● Kutipan Teks
Translate

Menerima Upah Melalui Ujian Pelayanan 4

Menerima upah melalui ujian pelayanan – Tuhan Yesus bukan saja menyelamatkan kita, tetapi juga mempercayakan pelayanan kepada kita. Dengan kata lain, kita diselamatkan dan dipercayakan untuk melakukan pekerjaan-Nya yang mulia yaitu melalui setiap pelayanan yang kita kerjakan. Setiap pelayanan ada ujiannya.  Dan setiap ujian menentukan upah yang akan kita peroleh dari Tuhan Yesus. 

Berkaitan dengan menerima upah melalui ujian pelayanan, Tuhan Yesus memberikan suatu perumpamaan tentang talenta dalam Matius 25:14-30. Di sini diceritakan tentang perumpamaan talenta yang dipercayakan kepada tiga orang hamba. Hal ini menunjukkan bahwa kita tengah berada dalam keadaan bekerja dan berusaha, seperti perumpamaan sebelumnya yang menunjukkan bahwa kita sedang berada dalam keadaan menanti-nanti. 

Perumpamaan sebelumnya menunjukkan perlunya kita memiliki kebiasaan untuk selalu mempersiapkan diri, sedangkan perumpamaan ini memperlihatkan kerajinan nyata yang harus kita lakukan dalam pekerjaan dan pelayanan kita sekarang ini. Melalui perumpamaan pertama, kita didorong memelihara jiwa kita sebaik mungkin, melalui perumpamaan ini kita menyediakan diri menjadi alat bagi kemuliaan Allah dan kebaikan bagi orang lain.

4. Pertanggungjawaban yang buruk dari hamba yang malas.
Perhatikan baik-baik: [a] Pembelaannya untuk diri sendiri – Matius 25:24-25. Meskipun ia hanya menerima satu talenta, ia tetap harus mempertanggungjawabkan satu talenta tersebut. Kecilnya jumlah yang kita terima tidak membebaskan kita dari pertanggungjawaban. Tidak seorang pun diminta untuk mempertanggungjawabkan lebih dari yang diterimanya, tetapi kita semua harus bertanggung jawab atas semua yang kita miliki.


Pertama, apa yang ia utarakan. Ia memberikan pertanggungjawaban dengan penuh keyakinan. Ia mengandalkan dalih yang diajukan sehingga ia mampu berkata, “Ini, terimalah kepunyaan tuan! Saya tidak dapat menggandakan seperti yang telah dilakukan oleh teman-teman saya, tetapi dapat saya sampaikan bahwa saya tidak membuatnya semakin berkurang”. Di sini, ia mengira bahwa dalih ini akan berhasil. Meskipun ia tidak dipuji, setidaknya ia akan selamat.

● Data Latihan Ini
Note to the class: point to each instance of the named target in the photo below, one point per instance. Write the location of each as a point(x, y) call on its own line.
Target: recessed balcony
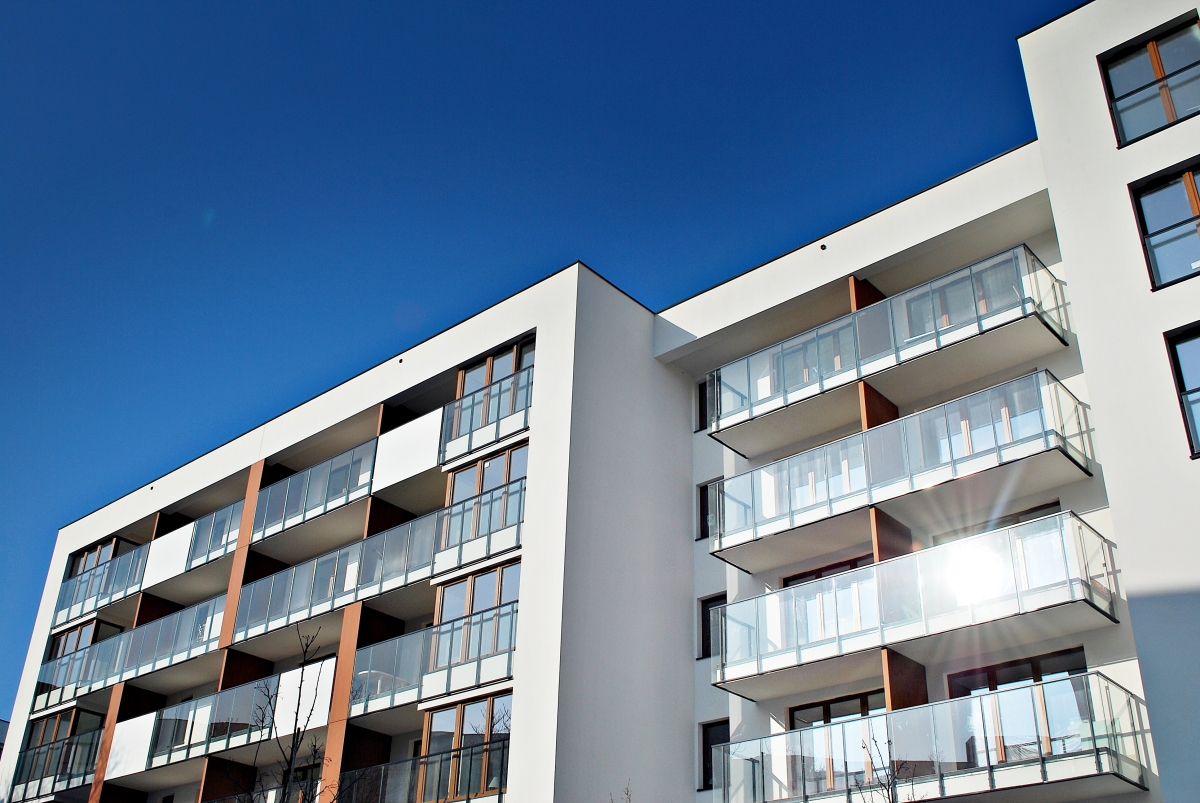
point(966, 325)
point(151, 647)
point(477, 772)
point(486, 417)
point(1077, 738)
point(49, 769)
point(106, 583)
point(1009, 587)
point(959, 459)
point(443, 540)
point(443, 659)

● Yang Akan Dikerjakan
• a. Sajikan catatan, mulai dari awal catatan dan berakhir pada baris yang memuat "point(959, 459)", sebagai CSV dua kolom bernama permintaan dan jawaban, dengan satu baris untuk setiap permintaan. Tulis teks permintaan dan jawabannya masing-masing dalam satu field berkutip, ganti jeda baris dengan spasi, dan jangan masukkan gambar.
• b. Teruskan teks tentang perumpamaan talenta, dimulai setelah kalimat terakhir yang ditampilkan.
Catatan-catatan ini sama sekali tidak berhubungan dengan teks tentang perumpamaan talenta.

● Hasil Tugas
• a.
permintaan,jawaban
"Note to the class: point to each instance of the named target in the photo below, one point per instance. Write the location of each as a point(x, y) call on its own line. Target: recessed balcony","point(966, 325) point(151, 647) point(477, 772) point(486, 417) point(1077, 738) point(49, 769) point(106, 583) point(1009, 587) point(959, 459)"

• b.
Perhatikanlah, begitu banyak orang pergi menghadapi sidang pengadilan dengan penuh rasa aman, dengan mengandalkan kesahihan dalih yang nantinya akan dinyatakan tidak berarti dan tidak berguna di depan sidang. Banyak orang percaya yang pemalas, mereka takut bekerja terlampau banyak bagi Allah, namun mengharapkan hasil yang sama dengan mereka yang menanggung banyak kepedihan dalam menjalankan kehidupan rohani mereka.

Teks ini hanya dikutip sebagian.